• JOBS:
(A) From the Morgan ap Hywel text, list every person it says was killed.
(B) Transcribe the Morgan ap Hywel text from "He may have" to "Carn in 1081.".

• TEXT SECTION:

Morgan ap Hywel (died ) was Lord of Gwynllwg in Wales from about 1215 until his death in 1245, and for many years laid claim to the lordship of Caerleon, which had been seized by the Earl of Pembroke. For most of his life he was at peace with the English, at a time when there were periodic revolts by Welsh leaders against their rule.
He may have participated in a crusade between 1227 and 1231.

Background

Morgan ap Hywel was descended from Rhydderch ap Iestyn, a ruler of most of southern Wales whose grandson Caradog ap Gruffydd  was killed in the Battle of Mynydd Carn in 1081.
By the time of Caradog's death the Normans had taken control of Gwent and Gwynllwg was contested, and in the following years of the Norman conquest of Wales the Welsh royalty lost many strongholds and became subordinate to the English crown.
Caradog's son Owain ap Caradog may have managed to hold onto Caerleon, and is mentioned in 1140, and his son Morgan ab Owain was recognized as lord of Caerleon by King Henry II of England (r. 1154–1189) before Morgan was killed by Ifor Bach in 1158 and succeeded by Iorwerth ab Owain Wan, his brother.

Henry II confiscated Caerlon from Iorwerth in September 1171 for undocumented reasons.
In 1172 men of William Fitz Robert, 2nd Earl of Gloucester killed Iorwerth's son Owain, and Iowerth and his surviving son Hywel launched a rebellion against the Normans.
Iowerth attended the council of Gloucester in June 1175, where Caerlon was restored to him at the urging of Rhys ap Gruffydd (1132–97), lord of Deheubarth.
Hywel ab Iorwerth seems to have succeeded his father as lord of Caerlon by 1184.
He guarded castles in Glamorgan and Gwynllwg for the king during the Welsh revolt of 1184–85, and continued to serve the crown in the reign of Richard I of England (r. 1189–1199).
Hywel of Caerlon appears to have died during the attacks that Llywelyn the Great led against the royal and Marcher lands in Wales in the early summer of 1215.

Life
Morgan ap Hywel, who succeeded his father Hywel, lost Caerleon in October 1217 to the forces of  William Marshal, 1st Earl of Pembroke (1146–1219), lord of Striguil.
Morgan's claim to Caerleon was dismissed by a council at Worcester in 1218, but he was again arguing his claim in 1220.

• INFORMATION SUPPLIED:
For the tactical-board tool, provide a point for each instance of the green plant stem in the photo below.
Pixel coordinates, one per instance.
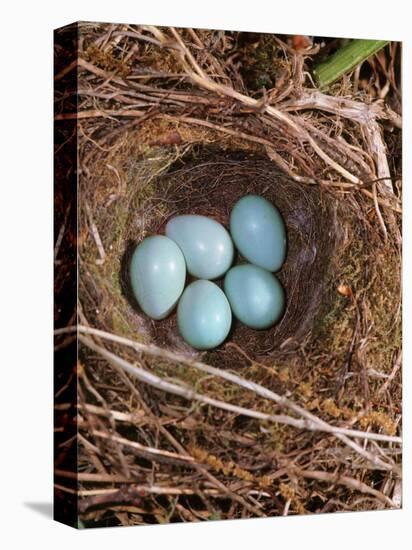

• SOLUTION SET:
(A)
- Caradog ap Gruffydd
- Morgan ab Owain
- Owain, son of Iorwerth ab Owain Wan

(B)
He may have participated in a crusade between 1227 and 1231.

Background

Morgan ap Hywel was descended from Rhydderch ap Iestyn, a ruler of most of southern Wales whose grandson Caradog ap Gruffydd  was killed in the Battle of Mynydd Carn in 1081.